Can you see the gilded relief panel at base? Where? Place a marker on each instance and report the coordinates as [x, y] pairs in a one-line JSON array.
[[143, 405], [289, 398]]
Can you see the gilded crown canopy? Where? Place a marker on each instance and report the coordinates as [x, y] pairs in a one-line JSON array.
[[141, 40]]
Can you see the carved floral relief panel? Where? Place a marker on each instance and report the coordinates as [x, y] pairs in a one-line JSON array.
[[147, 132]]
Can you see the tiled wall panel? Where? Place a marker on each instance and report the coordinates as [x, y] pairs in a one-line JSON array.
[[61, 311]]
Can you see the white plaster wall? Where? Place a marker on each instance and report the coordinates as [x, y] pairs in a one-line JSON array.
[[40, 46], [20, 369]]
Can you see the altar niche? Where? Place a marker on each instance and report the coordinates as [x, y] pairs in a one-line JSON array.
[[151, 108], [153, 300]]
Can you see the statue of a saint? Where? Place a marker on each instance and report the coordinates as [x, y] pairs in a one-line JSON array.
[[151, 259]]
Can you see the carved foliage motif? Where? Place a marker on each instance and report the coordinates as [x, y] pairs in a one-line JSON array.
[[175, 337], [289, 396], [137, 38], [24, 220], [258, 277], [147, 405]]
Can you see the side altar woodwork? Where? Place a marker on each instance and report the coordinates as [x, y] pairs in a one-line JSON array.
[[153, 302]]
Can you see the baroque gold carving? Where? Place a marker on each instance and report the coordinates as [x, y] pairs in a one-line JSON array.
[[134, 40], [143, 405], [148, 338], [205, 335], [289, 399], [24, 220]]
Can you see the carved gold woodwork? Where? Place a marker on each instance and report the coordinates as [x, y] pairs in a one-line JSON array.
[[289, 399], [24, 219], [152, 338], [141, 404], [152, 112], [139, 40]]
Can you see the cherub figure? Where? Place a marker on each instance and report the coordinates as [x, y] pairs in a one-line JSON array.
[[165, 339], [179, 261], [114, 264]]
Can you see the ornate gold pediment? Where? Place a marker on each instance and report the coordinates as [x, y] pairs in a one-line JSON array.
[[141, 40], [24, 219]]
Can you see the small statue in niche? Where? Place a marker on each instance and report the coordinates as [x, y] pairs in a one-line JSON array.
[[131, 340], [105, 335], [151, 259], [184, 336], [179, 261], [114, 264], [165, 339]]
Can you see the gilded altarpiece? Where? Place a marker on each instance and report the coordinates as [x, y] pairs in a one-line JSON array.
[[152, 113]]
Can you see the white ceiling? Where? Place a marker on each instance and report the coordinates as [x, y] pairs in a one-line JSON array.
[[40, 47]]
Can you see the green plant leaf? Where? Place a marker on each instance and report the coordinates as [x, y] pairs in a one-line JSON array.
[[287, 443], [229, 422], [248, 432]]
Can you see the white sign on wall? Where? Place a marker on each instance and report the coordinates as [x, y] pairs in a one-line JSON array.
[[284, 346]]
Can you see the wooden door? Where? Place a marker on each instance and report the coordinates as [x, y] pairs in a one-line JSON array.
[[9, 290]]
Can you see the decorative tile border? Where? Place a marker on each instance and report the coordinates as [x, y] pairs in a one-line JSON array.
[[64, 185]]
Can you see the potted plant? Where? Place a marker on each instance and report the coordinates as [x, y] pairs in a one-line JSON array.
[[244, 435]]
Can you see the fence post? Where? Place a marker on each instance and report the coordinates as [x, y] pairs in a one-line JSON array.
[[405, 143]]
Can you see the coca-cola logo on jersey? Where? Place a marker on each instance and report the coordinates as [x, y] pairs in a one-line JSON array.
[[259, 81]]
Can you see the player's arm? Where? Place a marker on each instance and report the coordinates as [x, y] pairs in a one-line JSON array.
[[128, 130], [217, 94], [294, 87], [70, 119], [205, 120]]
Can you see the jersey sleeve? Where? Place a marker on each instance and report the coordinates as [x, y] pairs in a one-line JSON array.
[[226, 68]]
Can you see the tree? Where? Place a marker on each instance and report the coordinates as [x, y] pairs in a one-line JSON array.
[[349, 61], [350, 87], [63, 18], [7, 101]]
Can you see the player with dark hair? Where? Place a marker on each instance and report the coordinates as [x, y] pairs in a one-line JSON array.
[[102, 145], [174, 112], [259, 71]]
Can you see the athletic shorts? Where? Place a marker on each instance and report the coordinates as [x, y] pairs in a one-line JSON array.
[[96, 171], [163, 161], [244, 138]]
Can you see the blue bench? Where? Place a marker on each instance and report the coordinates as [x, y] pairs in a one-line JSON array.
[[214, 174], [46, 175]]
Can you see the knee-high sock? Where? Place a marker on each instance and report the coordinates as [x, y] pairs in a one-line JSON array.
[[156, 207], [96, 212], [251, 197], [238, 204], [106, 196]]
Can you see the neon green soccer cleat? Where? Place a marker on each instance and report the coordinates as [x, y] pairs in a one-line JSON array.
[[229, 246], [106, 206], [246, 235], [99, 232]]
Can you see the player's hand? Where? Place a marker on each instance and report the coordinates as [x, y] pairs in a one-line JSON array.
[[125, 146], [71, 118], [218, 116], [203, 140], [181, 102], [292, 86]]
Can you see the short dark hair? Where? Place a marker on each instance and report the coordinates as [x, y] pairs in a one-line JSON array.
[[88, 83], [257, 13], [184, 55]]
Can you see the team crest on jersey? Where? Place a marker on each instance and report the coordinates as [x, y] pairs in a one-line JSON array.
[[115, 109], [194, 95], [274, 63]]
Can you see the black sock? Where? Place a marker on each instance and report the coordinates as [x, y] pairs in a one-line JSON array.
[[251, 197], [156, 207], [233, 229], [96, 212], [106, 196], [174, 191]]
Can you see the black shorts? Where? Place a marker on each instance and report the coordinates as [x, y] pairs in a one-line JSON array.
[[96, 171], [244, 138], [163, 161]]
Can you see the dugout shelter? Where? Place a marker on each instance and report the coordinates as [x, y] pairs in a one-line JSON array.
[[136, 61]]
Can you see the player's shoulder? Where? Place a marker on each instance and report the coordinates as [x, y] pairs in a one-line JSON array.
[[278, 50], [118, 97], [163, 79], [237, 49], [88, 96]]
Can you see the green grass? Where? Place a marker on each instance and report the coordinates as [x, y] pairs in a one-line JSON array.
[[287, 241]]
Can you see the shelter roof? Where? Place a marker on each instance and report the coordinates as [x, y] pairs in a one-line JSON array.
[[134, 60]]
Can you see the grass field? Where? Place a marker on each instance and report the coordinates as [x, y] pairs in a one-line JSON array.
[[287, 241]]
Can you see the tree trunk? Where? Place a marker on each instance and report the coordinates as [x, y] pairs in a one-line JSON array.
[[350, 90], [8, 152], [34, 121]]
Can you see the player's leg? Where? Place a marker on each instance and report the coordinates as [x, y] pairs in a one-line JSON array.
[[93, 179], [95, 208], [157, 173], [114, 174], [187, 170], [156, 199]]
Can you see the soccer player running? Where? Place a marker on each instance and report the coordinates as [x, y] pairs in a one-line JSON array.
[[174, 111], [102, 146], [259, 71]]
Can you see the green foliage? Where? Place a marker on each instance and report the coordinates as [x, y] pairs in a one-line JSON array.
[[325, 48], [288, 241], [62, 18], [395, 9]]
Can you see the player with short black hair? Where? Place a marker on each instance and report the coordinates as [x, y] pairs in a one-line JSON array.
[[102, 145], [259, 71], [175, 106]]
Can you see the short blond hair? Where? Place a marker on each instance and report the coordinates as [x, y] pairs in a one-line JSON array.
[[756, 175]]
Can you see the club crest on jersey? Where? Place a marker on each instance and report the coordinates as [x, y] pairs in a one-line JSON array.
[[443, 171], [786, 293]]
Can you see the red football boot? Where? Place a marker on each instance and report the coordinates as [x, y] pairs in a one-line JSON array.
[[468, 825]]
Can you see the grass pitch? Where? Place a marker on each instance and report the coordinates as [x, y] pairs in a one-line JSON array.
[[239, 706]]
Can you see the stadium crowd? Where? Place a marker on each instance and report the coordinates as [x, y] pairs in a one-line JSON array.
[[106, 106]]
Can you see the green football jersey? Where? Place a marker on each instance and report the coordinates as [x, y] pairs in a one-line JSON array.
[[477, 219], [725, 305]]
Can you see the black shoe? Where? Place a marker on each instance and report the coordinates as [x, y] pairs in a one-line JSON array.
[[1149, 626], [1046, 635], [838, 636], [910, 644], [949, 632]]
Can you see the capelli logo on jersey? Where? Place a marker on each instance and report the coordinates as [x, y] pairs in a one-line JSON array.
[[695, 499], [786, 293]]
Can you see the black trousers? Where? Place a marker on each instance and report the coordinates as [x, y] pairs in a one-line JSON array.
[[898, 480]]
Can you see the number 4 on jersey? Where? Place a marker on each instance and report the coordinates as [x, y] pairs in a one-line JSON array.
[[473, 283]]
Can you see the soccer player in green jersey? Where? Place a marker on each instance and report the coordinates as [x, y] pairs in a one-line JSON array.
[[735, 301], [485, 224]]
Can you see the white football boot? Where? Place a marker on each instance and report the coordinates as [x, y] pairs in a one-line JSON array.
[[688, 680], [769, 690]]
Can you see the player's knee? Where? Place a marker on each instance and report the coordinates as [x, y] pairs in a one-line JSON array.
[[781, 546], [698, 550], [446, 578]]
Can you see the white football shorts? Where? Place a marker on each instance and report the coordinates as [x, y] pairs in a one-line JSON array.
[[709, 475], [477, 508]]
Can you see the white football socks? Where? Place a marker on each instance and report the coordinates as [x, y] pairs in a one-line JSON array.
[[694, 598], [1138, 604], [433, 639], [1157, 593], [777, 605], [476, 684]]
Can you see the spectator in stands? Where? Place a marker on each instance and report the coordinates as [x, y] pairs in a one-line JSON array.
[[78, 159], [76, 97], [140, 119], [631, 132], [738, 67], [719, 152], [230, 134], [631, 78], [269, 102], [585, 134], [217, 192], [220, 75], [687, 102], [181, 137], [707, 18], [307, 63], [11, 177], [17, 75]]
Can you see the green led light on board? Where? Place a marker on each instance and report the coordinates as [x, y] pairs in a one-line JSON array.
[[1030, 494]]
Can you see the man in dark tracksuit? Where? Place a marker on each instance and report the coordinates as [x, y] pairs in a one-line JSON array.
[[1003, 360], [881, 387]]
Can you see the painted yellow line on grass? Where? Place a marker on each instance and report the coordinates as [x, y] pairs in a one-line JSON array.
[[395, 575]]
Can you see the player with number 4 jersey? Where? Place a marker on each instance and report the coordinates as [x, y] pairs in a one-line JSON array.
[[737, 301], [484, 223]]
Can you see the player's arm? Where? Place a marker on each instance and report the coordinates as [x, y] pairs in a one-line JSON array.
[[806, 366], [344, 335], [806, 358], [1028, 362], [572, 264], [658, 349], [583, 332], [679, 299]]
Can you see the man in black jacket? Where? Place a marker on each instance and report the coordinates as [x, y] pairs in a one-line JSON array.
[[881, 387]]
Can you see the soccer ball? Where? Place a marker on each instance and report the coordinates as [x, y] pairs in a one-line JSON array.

▶ Aim of the exercise: Start at the line containing "Can you see the man in black" and copy each line through the last one in the records, exactly and with nothing added.

▶ Answer box:
Can you see the man in black jacket? Where? Place a marker on each instance and report the coordinates as [x, y] pairs in a one-line JSON array.
[[881, 387]]
Can you see the soccer ball? Where? Place a marker on each instance and report the coordinates as [x, y] pairs in a one-line JSON array.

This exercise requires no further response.